• What you should do:
All of the data below should be written out exactly.

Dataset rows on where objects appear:
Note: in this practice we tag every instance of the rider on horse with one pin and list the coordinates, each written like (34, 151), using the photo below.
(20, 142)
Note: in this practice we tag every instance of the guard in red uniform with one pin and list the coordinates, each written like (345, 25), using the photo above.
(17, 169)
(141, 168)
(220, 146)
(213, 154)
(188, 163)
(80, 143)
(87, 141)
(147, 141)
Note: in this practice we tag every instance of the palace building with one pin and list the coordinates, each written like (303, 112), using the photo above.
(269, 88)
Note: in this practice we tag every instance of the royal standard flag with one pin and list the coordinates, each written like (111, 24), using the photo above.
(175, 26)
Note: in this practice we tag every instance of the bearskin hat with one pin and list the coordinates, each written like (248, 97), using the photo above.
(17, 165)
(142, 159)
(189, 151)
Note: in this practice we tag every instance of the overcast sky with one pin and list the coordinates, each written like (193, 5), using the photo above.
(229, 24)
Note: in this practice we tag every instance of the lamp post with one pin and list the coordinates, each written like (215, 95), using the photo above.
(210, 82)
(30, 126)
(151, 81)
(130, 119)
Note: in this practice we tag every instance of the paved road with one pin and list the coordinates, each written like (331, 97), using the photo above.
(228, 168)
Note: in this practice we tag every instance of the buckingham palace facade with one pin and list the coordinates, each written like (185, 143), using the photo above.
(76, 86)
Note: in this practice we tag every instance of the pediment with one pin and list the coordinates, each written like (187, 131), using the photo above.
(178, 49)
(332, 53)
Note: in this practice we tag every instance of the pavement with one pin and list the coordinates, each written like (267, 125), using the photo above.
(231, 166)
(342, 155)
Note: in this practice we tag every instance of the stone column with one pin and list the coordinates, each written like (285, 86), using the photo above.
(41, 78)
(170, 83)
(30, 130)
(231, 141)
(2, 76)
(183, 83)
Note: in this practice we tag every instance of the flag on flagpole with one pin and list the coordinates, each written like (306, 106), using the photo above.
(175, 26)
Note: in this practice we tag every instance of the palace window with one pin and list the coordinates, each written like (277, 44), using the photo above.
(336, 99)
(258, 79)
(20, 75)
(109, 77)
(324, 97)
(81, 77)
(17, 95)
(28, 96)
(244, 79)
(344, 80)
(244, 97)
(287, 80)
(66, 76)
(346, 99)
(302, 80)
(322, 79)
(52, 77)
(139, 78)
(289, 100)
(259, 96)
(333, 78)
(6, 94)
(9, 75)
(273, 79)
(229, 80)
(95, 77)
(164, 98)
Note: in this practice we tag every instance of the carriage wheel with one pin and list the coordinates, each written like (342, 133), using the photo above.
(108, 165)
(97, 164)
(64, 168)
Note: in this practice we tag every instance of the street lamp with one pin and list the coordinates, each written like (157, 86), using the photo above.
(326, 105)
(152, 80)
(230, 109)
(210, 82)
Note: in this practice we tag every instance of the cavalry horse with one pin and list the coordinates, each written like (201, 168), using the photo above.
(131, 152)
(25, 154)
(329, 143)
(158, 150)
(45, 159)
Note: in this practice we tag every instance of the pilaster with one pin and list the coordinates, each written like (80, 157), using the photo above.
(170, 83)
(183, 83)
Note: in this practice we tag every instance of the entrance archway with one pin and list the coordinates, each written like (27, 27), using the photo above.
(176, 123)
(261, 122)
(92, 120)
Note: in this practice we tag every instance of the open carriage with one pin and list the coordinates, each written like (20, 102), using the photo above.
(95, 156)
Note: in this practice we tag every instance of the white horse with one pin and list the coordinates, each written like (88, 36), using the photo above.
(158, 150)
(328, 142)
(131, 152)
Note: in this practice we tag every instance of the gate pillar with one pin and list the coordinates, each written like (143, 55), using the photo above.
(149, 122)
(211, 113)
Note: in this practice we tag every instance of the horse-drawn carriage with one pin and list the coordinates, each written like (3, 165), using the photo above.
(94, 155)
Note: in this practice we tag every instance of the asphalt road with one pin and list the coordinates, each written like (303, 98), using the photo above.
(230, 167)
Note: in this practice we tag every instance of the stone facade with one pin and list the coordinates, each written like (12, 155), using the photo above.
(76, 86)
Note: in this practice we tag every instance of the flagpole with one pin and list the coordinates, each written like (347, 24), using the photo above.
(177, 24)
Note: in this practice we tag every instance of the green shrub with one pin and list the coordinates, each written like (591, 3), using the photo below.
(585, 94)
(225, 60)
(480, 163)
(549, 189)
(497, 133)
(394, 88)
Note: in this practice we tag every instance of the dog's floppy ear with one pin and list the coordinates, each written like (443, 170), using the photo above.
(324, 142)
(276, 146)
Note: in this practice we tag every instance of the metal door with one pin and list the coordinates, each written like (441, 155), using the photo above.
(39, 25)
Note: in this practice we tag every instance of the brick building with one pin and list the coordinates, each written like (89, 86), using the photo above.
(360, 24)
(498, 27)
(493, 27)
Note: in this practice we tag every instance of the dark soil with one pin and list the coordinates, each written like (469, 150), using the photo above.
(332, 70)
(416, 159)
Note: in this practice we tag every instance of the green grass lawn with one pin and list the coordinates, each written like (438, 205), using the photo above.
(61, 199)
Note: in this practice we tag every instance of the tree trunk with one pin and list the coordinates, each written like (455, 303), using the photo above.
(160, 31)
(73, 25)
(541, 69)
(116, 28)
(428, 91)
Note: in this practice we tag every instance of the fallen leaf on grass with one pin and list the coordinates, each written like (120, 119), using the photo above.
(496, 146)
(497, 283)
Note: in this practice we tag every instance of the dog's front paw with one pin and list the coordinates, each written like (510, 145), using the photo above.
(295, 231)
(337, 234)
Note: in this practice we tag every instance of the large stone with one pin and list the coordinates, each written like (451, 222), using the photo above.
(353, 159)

• Answer for the task:
Note: in this practice we tag every instance of the rider on horse with one pin and list the coordinates, each written like (34, 151), using the photo below.
(20, 142)
Note: in this practice we tag every instance of the guard in red uniform with one pin and list the coordinates, each written like (345, 25), using the photo above.
(17, 169)
(141, 168)
(220, 146)
(213, 154)
(188, 163)
(80, 143)
(87, 141)
(147, 141)
Note: in this practice we tag every instance of the palace building with one pin and list the coordinates, each written like (303, 112), using the photo above.
(269, 88)
Note: in this practice we tag every instance of the royal standard flag with one pin and list the coordinates, each written like (111, 24), using the photo above.
(175, 26)
Note: in this practice we tag every instance of the bearskin hat with one pin and list the coordinates, each written like (248, 97), using the photo above.
(17, 165)
(142, 159)
(189, 151)
Note: in this practice we tag every instance of the overcast sky with one pin and list the coordinates, each written like (193, 5), using the photo above.
(229, 24)
Note: in this practice we tag every instance of the lamp post with one pin and list the coordinates, each written like (215, 95), using the photo above.
(210, 82)
(30, 126)
(151, 81)
(130, 119)
Note: in this practice we tag every instance of the paved road with one pin and list the coordinates, each written like (331, 97), using the photo above.
(228, 168)
Note: in this practice we tag every instance of the buckingham palace facade with one pin and list the coordinates, each written like (185, 143), using the photo above.
(76, 86)
Note: in this practice we tag every instance of the pediment with one pin and list the coordinates, each written like (187, 131), using the photo above.
(178, 49)
(332, 53)
Note: in this practice we tag every instance of the pavement with one pin and list the coordinates, each written like (267, 125), using the photo above.
(231, 166)
(342, 155)
Note: in this practice we tag every instance of the stone column with one pin and list the coordinates, each written like (285, 86), using the photo above.
(41, 78)
(170, 83)
(30, 130)
(231, 141)
(2, 76)
(183, 83)
Note: in this practice we tag every instance of the flag on flagpole with one pin and list the coordinates, each written like (306, 106), using the photo above.
(175, 26)
Note: in this practice we tag every instance of the palace window with one pin and list the coordinates, each written like (277, 44), using the photo above.
(336, 99)
(258, 79)
(20, 75)
(109, 77)
(324, 97)
(81, 77)
(17, 95)
(28, 96)
(244, 79)
(344, 80)
(244, 97)
(287, 80)
(66, 76)
(346, 99)
(302, 80)
(322, 79)
(52, 77)
(139, 78)
(289, 100)
(259, 96)
(333, 78)
(6, 94)
(9, 75)
(273, 79)
(229, 80)
(95, 77)
(164, 98)
Note: in this practice we tag every instance of the carriage wheel with one pin and list the coordinates, each written like (342, 133), using the photo above.
(108, 165)
(97, 164)
(64, 168)
Note: in this practice we tag every instance of the street lamp with one pin and list the coordinates, each written like (157, 86), using the photo above.
(326, 105)
(152, 80)
(230, 109)
(210, 82)
Note: in this practice we tag every instance of the cavalry horse with one pin and list the coordinates, each written like (201, 168), using the photo above.
(131, 152)
(25, 154)
(329, 143)
(158, 150)
(45, 159)
Note: in this practice we tag every instance of the pilaster with one pin and list the coordinates, each written like (80, 157), using the photo above.
(170, 83)
(183, 83)
Note: in this practice we tag every instance of the entrance archway with one pin and list the coordinates, each written like (27, 27), using the photo above.
(176, 123)
(261, 122)
(92, 120)
Note: in this practice we tag every instance of the open carriage with one pin and list the coordinates, each written like (20, 102), using the photo above.
(95, 156)
Note: in this practice we tag every instance of the white horse with one pin and list the coordinates, each written like (88, 36), using the photo above.
(158, 150)
(328, 142)
(131, 152)
Note: in this practice we tag every instance of the gate pillar with one pin and list the coordinates, each written like (143, 55), using the photo above.
(149, 122)
(211, 113)
Note: in this practice we tag every instance of the horse-drawn carriage with one pin and list the coordinates, each written like (3, 165), using the photo above.
(94, 155)
Note: in this practice we tag every instance of the asphalt road with one pin and list the coordinates, each written like (303, 98), using the photo above.
(230, 167)
Note: in this practice we tag every instance of the stone facade with one pin and list the coordinates, each written like (12, 155), using the photo above.
(76, 86)
Note: in this practice we tag every instance of the flagpole with one pin and list the coordinates, each written like (347, 24), using the photo above.
(177, 24)
Note: in this practice we tag every instance of the green shrub with one pin and list the coordinates, each written like (591, 3), using the photo below.
(585, 94)
(225, 60)
(480, 163)
(549, 189)
(497, 133)
(394, 88)
Note: in this practice we tag every instance of the dog's floppy ear with one pin and list the coordinates, each written like (443, 170), using the photo above.
(324, 142)
(276, 146)
Note: in this practice we tag every instance of the metal door with one pin and list the coordinates, each written like (441, 155), using the photo above.
(39, 25)
Note: in this practice we tag every instance of the brick building with one pin and list the coordinates, each written like (89, 86), using the photo above.
(360, 24)
(498, 27)
(493, 27)
Note: in this practice we tag every instance of the dark soil with one pin and list the coordinates, each written like (469, 150), using the photo above.
(332, 70)
(416, 159)
Note: in this practice we tag every instance of the green grass lawn with one pin and list the coordinates, each written like (438, 205), using the photo above.
(61, 199)
Note: in this practice we tag every instance of the tree trunk with one pin and list the coordinates, each written like (455, 303), using the photo above.
(160, 31)
(73, 25)
(541, 69)
(116, 28)
(428, 91)
Note: in this practice we tag every instance of the fallen leaf on grass with one pin and list the coordinates, each written like (120, 119), using the photo above.
(496, 146)
(497, 283)
Note: in this practice we tag every instance of the dog's front paw with one pin and list the coordinates, each written like (510, 145), using the photo above.
(295, 231)
(337, 234)
Note: in this practice we tag every instance of the large stone with one pin and list the coordinates, each written like (451, 222), using the photo above.
(353, 159)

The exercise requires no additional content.